◆ **Description of the task**: For this exercise, print only the lines from the one containing "the gravel border" through the end of the material below, exactly as given.
┄┄┄┄┄┄┄┄┄┄┄┄┄┄┄┄┄┄┄┄
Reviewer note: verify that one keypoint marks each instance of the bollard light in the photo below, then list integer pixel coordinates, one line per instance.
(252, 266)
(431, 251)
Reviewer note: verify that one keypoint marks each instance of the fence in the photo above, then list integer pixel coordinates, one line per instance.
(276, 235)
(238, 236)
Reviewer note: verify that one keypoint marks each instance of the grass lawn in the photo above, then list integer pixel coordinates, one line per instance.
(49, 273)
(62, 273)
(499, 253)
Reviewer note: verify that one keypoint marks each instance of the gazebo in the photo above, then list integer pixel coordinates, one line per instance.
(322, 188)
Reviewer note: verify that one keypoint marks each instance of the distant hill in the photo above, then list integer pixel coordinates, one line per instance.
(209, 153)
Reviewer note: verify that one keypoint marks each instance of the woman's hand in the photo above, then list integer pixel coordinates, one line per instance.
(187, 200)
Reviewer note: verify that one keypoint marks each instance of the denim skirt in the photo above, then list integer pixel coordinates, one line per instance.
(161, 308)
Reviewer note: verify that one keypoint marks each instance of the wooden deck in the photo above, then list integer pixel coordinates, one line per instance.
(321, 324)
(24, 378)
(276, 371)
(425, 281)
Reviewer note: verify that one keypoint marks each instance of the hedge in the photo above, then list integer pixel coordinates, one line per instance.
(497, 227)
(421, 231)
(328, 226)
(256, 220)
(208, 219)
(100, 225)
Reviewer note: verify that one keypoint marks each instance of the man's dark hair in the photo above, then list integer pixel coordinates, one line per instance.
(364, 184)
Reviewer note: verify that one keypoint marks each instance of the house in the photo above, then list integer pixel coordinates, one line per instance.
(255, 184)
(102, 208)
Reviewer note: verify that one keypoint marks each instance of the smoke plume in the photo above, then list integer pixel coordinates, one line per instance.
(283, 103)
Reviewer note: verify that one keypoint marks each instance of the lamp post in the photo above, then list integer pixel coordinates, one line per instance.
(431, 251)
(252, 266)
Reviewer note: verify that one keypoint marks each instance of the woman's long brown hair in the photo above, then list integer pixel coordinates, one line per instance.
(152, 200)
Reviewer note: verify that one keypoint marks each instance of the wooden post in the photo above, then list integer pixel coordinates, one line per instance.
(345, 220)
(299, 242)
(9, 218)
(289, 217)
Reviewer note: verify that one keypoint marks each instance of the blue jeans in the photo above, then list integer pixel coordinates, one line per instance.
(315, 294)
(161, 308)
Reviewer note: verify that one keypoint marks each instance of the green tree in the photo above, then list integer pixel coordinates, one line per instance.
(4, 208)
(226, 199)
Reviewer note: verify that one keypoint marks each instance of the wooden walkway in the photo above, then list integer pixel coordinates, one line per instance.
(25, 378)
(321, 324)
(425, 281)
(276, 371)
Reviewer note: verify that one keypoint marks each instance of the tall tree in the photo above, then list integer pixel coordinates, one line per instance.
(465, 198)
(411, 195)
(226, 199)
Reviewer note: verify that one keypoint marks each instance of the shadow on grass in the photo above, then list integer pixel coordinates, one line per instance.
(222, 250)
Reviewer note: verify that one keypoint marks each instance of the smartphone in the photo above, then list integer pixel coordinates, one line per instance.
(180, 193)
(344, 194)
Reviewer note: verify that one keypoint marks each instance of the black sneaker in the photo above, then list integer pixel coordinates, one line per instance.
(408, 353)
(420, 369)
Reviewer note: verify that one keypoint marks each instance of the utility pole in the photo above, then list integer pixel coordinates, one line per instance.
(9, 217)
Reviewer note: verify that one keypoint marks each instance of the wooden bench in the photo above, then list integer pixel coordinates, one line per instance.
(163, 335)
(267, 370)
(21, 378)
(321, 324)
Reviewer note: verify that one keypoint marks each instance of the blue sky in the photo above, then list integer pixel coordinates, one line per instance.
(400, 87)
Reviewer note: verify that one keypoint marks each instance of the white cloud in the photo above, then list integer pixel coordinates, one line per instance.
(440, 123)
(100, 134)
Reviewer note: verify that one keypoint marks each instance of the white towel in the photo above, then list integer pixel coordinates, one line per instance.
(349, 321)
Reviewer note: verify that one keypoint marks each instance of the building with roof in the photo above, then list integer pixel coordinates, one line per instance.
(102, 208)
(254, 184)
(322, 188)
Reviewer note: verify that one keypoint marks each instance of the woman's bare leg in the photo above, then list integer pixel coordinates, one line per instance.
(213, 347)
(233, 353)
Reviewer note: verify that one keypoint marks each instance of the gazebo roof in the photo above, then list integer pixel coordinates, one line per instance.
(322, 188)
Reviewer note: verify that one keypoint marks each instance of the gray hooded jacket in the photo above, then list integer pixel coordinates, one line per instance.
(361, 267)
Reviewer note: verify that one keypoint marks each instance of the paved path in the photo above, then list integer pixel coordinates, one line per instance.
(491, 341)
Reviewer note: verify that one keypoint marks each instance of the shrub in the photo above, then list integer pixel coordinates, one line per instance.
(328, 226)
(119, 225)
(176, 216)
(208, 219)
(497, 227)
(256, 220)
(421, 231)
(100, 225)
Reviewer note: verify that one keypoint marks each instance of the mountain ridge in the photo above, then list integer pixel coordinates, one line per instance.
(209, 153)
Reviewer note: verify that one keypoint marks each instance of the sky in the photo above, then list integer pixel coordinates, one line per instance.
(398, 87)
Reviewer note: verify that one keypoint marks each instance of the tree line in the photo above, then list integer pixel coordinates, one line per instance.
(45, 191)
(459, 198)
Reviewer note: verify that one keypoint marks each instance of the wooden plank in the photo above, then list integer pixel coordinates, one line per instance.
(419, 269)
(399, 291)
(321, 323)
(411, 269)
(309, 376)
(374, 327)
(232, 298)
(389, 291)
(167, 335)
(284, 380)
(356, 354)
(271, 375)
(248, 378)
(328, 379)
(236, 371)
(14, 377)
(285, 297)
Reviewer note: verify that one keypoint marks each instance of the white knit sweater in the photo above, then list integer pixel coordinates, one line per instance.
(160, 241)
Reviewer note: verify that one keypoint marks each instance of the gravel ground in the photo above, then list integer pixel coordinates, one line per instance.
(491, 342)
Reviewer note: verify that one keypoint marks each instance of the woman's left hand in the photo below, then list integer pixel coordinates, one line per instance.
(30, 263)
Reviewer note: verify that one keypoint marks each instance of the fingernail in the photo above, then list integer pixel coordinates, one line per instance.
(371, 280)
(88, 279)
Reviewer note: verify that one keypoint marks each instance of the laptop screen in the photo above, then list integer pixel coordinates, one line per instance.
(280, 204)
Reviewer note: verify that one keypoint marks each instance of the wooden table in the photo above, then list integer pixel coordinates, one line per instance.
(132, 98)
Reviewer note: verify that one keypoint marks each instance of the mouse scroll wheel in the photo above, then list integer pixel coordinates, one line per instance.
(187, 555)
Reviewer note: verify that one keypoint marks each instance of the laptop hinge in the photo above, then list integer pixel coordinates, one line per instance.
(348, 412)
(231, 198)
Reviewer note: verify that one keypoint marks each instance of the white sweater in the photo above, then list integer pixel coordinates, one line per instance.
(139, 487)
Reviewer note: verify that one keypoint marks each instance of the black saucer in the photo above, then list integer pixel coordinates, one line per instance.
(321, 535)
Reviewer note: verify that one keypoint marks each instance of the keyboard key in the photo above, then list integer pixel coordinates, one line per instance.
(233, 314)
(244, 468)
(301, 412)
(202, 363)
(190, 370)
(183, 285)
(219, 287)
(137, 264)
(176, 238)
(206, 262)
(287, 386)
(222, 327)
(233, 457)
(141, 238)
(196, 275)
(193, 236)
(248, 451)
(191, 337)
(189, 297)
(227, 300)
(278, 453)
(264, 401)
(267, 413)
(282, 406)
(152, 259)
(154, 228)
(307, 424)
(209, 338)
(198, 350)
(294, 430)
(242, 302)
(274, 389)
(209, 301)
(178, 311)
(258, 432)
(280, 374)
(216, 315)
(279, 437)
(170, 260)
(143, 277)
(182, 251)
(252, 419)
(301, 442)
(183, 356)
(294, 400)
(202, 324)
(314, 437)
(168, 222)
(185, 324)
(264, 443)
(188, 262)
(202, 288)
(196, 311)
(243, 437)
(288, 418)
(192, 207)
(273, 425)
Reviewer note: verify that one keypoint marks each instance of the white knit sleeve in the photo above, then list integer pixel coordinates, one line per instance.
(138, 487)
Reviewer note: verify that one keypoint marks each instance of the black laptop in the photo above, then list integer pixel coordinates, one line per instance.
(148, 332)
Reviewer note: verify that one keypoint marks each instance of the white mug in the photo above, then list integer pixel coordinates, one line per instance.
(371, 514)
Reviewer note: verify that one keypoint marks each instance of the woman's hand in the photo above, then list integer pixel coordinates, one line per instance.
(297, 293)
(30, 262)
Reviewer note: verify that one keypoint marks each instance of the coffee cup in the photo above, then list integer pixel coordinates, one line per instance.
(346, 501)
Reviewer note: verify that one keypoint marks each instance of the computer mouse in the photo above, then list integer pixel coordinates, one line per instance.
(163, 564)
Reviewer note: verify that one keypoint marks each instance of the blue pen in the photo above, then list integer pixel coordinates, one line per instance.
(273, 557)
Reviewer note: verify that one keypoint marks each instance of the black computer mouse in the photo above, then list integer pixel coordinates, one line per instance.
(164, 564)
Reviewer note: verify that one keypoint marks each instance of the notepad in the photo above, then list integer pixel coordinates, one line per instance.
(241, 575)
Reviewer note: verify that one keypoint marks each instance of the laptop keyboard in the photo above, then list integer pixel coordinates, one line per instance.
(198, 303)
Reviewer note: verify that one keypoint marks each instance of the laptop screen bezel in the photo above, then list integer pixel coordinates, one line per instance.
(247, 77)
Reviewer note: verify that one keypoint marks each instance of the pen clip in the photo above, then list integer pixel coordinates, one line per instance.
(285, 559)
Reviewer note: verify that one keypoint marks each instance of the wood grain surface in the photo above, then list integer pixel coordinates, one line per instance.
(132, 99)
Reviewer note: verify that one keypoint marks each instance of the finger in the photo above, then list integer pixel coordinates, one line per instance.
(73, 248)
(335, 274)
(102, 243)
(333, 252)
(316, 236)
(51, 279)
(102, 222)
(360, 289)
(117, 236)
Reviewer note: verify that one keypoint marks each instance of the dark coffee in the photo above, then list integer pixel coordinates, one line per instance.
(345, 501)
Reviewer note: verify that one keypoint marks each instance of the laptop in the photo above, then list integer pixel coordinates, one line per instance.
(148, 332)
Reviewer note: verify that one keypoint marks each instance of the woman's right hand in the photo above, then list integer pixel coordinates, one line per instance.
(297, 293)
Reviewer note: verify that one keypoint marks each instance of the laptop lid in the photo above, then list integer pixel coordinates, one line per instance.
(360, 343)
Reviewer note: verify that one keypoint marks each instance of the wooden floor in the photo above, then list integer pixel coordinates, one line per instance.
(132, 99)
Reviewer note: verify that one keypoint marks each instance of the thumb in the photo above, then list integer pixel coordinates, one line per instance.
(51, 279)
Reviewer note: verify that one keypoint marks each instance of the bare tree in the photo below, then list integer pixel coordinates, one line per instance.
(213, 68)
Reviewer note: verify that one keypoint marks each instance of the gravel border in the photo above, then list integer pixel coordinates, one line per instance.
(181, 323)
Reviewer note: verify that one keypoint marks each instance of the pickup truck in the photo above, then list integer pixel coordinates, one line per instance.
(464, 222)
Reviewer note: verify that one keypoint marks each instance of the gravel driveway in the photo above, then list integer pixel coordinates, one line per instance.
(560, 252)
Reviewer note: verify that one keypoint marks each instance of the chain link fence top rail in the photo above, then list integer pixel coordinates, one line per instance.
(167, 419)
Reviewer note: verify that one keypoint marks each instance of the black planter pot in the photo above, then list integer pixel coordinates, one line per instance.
┄┄┄┄┄┄┄┄┄┄┄┄┄┄┄┄┄┄┄┄
◆ **Solution**:
Reviewer note: verify that one keypoint marks each instance of the gravel border in the photo above, then list integer pixel coordinates, one line per instance.
(181, 323)
Reviewer note: verify that one keypoint marks each instance of the pickup truck in the photo above, then list integer pixel coordinates, one line per instance.
(464, 222)
Reviewer note: verify that one keypoint marks each instance of the gravel driveway in the photo above, then list integer pixel coordinates, one line per instance.
(560, 252)
Reviewer note: verify that one keypoint marks each instance of the chain link fence top rail in the photo above, then list integer pixel coordinates, one line per instance.
(167, 419)
Reviewer note: verify that one keypoint marks each instance of the black planter pot in the photo above, then list integer pixel coordinates, one line per instance.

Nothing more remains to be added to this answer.